▶ _Text extract_:
------------

How do I describe "what I do" without gainful employment?
June 6, 2016 7:22 PM   Subscribe

I'm in the US and I know that matters. I am frequently faced with the question of what I do for a living and I never know how to answer it. I am not working due to health issues that aren't immediately apparent. But I also am passionate about a couple things that often lead to questions about who I am. I just don't know what to say.

This question flusters me a lot. It usually comes from a few places- either new aquaintances want to know what I do for a living, or people confuse some of my hobby interests as coming from acedamia. Which, while flattering, leaves me feeling a little like a fraud and I always have trouble redefining what/who I am without making it sound trite.

I was a web designer and later user experience designer. Then a few years back, health problems, haven't been able to go back to work, though I still try and at least sort of keep abreast of the industry. But I also am very into marine life, with a specific interest in seahorses and plankton. I read a lot about these areas, especially academic and research papers. I sometimes even write about them on my website. And being out of work has give me reason to pour myself into that as its a way to pass the time. But my writing has tapered for the same physical limitations. And my research has subsequently tappered, even though I have waves of working on it.

------------

▶ _Exercise instructions_: In the post about describing what one does without a job, which two areas of marine life is the writer specifically interested in?

------------

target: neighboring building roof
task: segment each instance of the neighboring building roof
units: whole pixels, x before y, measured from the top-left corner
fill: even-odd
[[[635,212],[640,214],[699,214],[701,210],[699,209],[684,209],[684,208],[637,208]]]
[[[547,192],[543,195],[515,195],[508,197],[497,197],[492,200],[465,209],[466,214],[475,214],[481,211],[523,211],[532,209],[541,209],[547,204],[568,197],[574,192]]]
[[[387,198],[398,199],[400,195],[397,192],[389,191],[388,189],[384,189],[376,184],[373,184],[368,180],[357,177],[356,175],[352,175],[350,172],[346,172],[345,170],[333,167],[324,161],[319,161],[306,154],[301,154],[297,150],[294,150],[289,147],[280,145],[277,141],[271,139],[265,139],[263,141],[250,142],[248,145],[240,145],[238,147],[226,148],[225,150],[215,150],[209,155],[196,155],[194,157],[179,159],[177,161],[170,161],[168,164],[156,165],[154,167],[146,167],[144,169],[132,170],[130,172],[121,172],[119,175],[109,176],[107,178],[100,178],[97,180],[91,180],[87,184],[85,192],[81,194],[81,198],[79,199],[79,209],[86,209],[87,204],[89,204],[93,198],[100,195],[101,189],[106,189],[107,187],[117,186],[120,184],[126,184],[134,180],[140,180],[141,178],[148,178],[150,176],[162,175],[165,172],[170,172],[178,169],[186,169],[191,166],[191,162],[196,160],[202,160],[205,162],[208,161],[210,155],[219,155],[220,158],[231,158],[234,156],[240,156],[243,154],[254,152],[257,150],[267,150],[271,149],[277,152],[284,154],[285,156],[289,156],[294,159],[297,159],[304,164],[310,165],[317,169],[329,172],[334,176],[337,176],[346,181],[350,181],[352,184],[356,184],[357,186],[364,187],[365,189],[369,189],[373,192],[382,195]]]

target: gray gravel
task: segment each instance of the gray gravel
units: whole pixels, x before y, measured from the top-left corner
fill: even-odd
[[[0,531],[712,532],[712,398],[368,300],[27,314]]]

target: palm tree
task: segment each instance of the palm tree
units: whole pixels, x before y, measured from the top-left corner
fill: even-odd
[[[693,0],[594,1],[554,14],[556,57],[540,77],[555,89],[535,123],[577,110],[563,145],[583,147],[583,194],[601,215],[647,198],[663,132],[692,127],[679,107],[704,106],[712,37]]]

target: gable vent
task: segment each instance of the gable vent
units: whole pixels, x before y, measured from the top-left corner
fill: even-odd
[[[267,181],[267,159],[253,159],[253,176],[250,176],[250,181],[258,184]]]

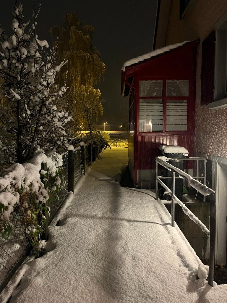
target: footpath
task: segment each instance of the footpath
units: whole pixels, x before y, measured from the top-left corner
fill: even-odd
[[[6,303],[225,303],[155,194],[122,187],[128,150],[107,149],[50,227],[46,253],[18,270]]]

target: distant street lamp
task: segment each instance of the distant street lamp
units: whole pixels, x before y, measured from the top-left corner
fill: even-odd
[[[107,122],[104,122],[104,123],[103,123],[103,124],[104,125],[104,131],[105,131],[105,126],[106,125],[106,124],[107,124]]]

------------

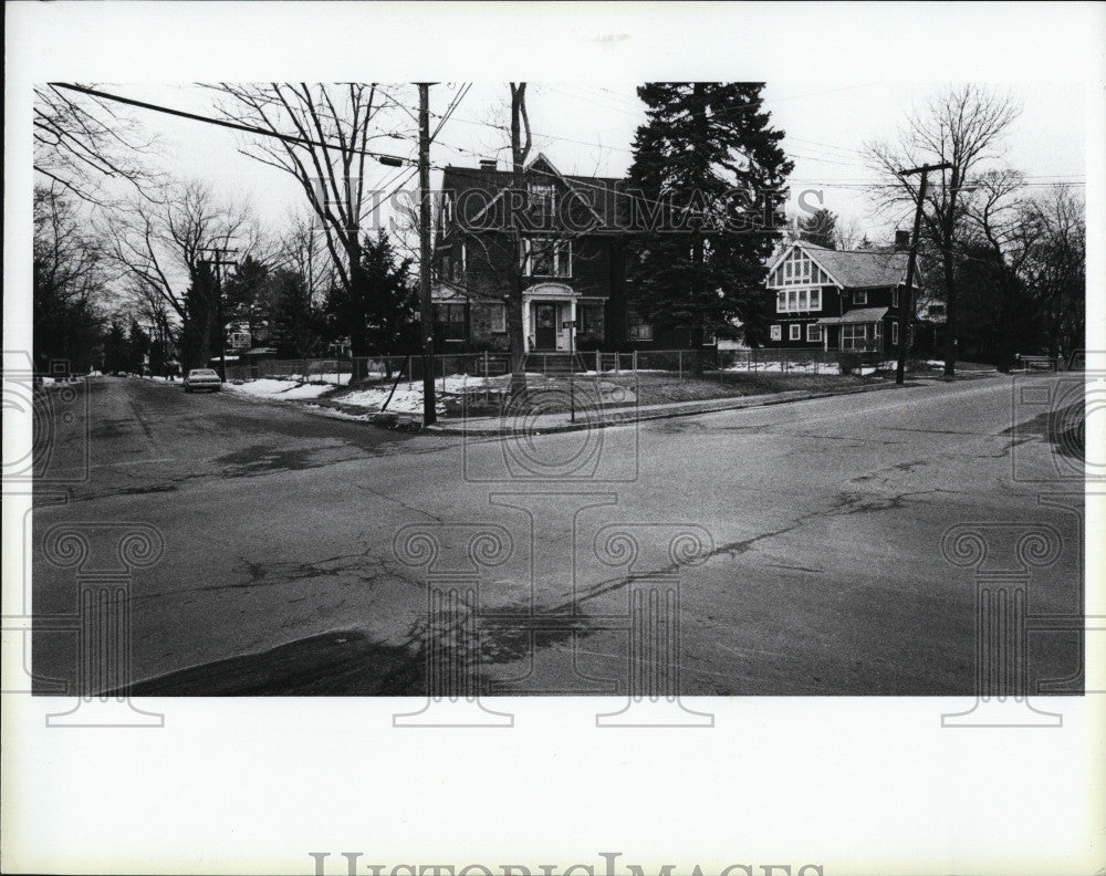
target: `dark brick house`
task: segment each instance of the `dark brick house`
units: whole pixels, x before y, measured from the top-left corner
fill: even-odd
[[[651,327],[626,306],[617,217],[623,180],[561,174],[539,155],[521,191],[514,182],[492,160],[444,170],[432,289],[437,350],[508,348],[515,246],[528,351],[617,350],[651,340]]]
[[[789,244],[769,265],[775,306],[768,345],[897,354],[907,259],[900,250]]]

------------

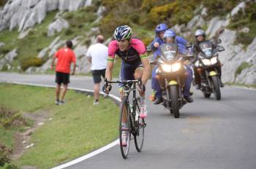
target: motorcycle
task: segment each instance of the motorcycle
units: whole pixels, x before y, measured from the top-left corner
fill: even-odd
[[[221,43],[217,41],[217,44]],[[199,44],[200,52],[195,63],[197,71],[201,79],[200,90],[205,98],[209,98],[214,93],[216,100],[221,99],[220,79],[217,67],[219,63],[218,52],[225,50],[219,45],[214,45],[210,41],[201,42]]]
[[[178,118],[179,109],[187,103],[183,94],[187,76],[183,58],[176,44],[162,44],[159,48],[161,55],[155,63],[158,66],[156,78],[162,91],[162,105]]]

------------

▶ _Final result_: Seahorses and plankton.